**** Given records ****

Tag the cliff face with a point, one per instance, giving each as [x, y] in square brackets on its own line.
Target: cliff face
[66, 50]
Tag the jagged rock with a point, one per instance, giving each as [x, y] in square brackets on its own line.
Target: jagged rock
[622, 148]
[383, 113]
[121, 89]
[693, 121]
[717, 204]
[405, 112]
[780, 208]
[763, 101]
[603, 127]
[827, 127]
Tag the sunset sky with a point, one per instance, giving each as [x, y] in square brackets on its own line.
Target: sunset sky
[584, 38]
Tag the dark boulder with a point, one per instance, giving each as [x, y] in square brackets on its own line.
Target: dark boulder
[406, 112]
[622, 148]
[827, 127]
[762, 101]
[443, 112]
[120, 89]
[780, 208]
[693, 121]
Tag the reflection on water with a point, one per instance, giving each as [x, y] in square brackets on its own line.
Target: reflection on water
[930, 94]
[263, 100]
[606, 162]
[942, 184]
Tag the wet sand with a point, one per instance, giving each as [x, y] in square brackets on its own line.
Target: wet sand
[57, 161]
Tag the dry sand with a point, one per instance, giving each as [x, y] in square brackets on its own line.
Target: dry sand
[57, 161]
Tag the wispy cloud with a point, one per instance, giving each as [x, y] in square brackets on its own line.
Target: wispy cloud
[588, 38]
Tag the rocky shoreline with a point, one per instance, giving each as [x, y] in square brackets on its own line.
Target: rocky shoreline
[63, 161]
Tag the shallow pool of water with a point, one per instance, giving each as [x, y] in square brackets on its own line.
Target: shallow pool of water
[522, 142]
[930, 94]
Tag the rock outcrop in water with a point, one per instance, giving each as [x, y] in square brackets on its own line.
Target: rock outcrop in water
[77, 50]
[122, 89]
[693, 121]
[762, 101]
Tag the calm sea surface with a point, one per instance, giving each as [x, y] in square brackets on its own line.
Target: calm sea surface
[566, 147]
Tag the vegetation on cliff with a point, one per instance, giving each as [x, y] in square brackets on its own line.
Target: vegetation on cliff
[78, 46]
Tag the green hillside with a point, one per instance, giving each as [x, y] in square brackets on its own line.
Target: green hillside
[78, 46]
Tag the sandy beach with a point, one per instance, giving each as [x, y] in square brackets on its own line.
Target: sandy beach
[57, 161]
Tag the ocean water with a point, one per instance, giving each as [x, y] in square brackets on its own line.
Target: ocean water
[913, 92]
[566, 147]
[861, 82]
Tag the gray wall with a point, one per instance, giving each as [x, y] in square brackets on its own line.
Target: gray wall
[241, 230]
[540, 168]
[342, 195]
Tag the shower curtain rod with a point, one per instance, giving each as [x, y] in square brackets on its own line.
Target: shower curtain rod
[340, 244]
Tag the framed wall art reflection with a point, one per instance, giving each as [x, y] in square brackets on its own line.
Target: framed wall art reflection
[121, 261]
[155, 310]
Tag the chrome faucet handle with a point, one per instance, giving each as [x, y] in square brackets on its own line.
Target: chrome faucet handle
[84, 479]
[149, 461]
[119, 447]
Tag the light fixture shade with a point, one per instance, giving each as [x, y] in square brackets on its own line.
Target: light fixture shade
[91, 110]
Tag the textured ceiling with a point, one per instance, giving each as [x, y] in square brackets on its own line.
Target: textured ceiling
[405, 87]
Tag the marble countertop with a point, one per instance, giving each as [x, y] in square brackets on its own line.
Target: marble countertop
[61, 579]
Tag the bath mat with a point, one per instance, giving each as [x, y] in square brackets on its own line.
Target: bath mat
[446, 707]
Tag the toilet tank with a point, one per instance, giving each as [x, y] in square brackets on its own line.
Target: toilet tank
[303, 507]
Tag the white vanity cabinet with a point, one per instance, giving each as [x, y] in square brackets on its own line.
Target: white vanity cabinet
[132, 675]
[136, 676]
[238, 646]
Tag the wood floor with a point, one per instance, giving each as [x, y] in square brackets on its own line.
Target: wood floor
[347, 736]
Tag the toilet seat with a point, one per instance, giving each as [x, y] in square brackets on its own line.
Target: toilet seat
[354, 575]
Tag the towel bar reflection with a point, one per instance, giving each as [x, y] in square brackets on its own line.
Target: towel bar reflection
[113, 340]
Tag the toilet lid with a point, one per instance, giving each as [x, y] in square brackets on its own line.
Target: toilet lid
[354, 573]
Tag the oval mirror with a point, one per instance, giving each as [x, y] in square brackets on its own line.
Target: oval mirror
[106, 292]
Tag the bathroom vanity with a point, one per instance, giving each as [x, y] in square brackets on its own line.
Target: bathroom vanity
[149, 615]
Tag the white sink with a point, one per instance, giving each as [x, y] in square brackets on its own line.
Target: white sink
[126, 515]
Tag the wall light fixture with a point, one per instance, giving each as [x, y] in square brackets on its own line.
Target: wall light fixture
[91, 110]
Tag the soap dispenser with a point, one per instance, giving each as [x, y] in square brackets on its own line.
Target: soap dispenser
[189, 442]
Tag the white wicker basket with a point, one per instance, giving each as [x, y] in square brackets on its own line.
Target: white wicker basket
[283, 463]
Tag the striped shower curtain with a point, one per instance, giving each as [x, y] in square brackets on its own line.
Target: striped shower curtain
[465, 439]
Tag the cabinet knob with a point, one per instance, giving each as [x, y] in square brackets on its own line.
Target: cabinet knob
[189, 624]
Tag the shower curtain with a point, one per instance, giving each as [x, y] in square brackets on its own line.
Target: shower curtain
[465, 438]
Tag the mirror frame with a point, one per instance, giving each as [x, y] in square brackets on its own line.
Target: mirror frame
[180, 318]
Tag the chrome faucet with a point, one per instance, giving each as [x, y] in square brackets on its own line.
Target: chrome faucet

****

Without leaving anything out, quote all the data.

[Reply]
Tag the cliff face with a point, one per instance, giving each as [x, y] in square brackets on its own line.
Target: cliff face
[66, 50]
Tag the jagged rock with a point, one per instance, giving each as [x, y] in square brackets on its own line.
Target: jagged rock
[622, 148]
[383, 113]
[121, 89]
[693, 121]
[717, 204]
[405, 112]
[780, 208]
[763, 101]
[603, 127]
[827, 127]
Tag the sunset sky with a point, one per instance, giving each as [x, y] in square brackets on its own line.
Target: sunset sky
[584, 38]
Tag the dark boulder with a point, one per instance, giving each as [x, y] in square brackets on its own line.
Target: dark boulder
[406, 112]
[622, 148]
[827, 127]
[762, 101]
[443, 112]
[120, 89]
[780, 208]
[693, 121]
Tag the reflection on water with a point, one per instance, giving each as [x, y] in square brackets on its own line.
Target: reflection on water
[930, 94]
[263, 100]
[606, 162]
[942, 184]
Tag the wet sand with a point, one per instance, giving each as [x, y] in square brackets on its own line.
Target: wet sand
[57, 161]
Tag the dry sand with a point, one per instance, giving each as [x, y] in square brackets on its own line.
Target: dry sand
[57, 161]
Tag the wispy cloud with a point, one per instance, giving each as [x, y] in square brackets on its own line.
Target: wispy cloud
[588, 38]
Tag the rocky shoreline with a point, one per instance, giving each as [x, y] in square brackets on its own line.
Target: rocky shoreline
[63, 161]
Tag the shallow pool of water with a point, one per instance, giving each as [x, y] in square brackets on its own line.
Target: shallow pool of water
[522, 142]
[930, 94]
Tag the rock outcrop in water with a point, one per instance, giving each as [x, y] in square brackets on its own line.
Target: rock outcrop in water
[77, 50]
[122, 89]
[693, 121]
[762, 101]
Tag the calm sea surface with a point, one per instance, giving each as [x, y] in square brackets on its own line.
Target: calm sea surface
[566, 147]
Tag the vegetation on cliff with a point, one per instance, giving each as [x, y] in square brackets on its own line.
Target: vegetation on cliff
[78, 46]
Tag the green hillside with a point, one per instance, giving each as [x, y] in square brackets on its own line.
Target: green hillside
[78, 46]
Tag the sandy beach with a point, one per instance, giving each as [x, y] in square brackets on its own line.
Target: sandy beach
[57, 161]
Tag the ocean water with a point, one per instance, giving each as [x, y] in square brackets on its own line.
Target: ocean water
[913, 92]
[566, 147]
[861, 82]
Tag the gray wall with a point, one per instance, giving each as [x, y] in square brackets on its own line.
Target: gray wall
[241, 230]
[540, 168]
[342, 195]
Tag the shower curtain rod with a point, one per instance, giving each as [x, y] in square brackets on its own line.
Target: shower curtain rod
[340, 244]
Tag the framed wall art reflection with a point, one per instance, giving each as [x, y] in square brackets on its own line.
Target: framed wall art reflection
[121, 261]
[155, 310]
Tag the chrome faucet handle with a point, one per instance, giving each as [x, y] in square brackets on its own line.
Target: chrome faucet handle
[84, 479]
[149, 461]
[119, 447]
Tag the light fixture shade with a point, one per instance, giving each as [x, y] in square brackets on its own line.
Target: light fixture shade
[91, 110]
Tag the textured ceiling with a point, one per instance, giving each as [x, y] in square brackets on its own line.
Target: textured ceiling
[405, 87]
Tag the marble countertop with a point, one per instance, giving each as [x, y] in square brackets on its own line.
Target: marble countertop
[61, 579]
Tag the bath mat with a point, one per instance, giving each as [x, y] in square brackets on its own line.
Target: bath mat
[446, 707]
Tag the toilet tank with a point, one per instance, giving each as [x, y] in square brackets on its own line.
Target: toilet tank
[303, 507]
Tag the white vanity cabinet with a point, one per instance, giving each as [x, y] in square brackets on its own line.
Target: white vanity cabinet
[132, 675]
[136, 676]
[238, 646]
Tag the wood floor with a point, one per instance, giving each as [x, y] in square brackets on its own line.
Target: wood floor
[347, 736]
Tag the toilet seat with a point, one per instance, giving each as [x, y] in square brackets on its own line.
Target: toilet seat
[354, 575]
Tag the towel bar reflection with a point, one per instance, giving each as [x, y] in square brackets on its own line.
Target: towel bar reflection
[113, 340]
Tag the toilet lid with a point, one per instance, giving each as [x, y] in square brackets on its own line.
Target: toilet lid
[354, 573]
Tag the oval mirror with a point, one per instance, giving each as [x, y] in square brackets on its own line.
Target: oval mirror
[106, 292]
Tag the bathroom vanity with a point, one per instance, giving each as [x, y] in square brackets on its own line.
Target: bathroom vanity
[149, 615]
Tag the white sink with a point, one per instance, giving each as [x, y] in square brackets on its own line.
Target: white sink
[126, 515]
Tag the wall light fixture with a point, one per instance, giving each as [x, y] in square brackets on its own line.
Target: wall light fixture
[91, 110]
Tag the soap dispenser with a point, one per instance, giving each as [x, y] in square brackets on its own line.
Target: soap dispenser
[189, 442]
Tag the white wicker basket with a point, one per instance, giving each as [x, y] in square brackets on its own line.
Target: white wicker basket
[283, 463]
Tag the striped shower curtain with a point, one per instance, giving each as [x, y] in square brackets on its own line.
Target: striped shower curtain
[465, 439]
Tag the cabinet knob with a point, one per instance, giving each as [x, y] in square brackets on its own line.
Target: cabinet knob
[189, 624]
Tag the shower curtain with a point, one per instance, giving each as [x, y] in square brackets on its own line.
Target: shower curtain
[465, 438]
Tag the mirror frame with a point, one per instance, giving each as [x, y] in square brackets on its own line.
Target: mirror frame
[180, 318]
Tag the chrome faucet with a point, one per instance, giving each as [x, y] in square brackets on its own line.
Target: chrome faucet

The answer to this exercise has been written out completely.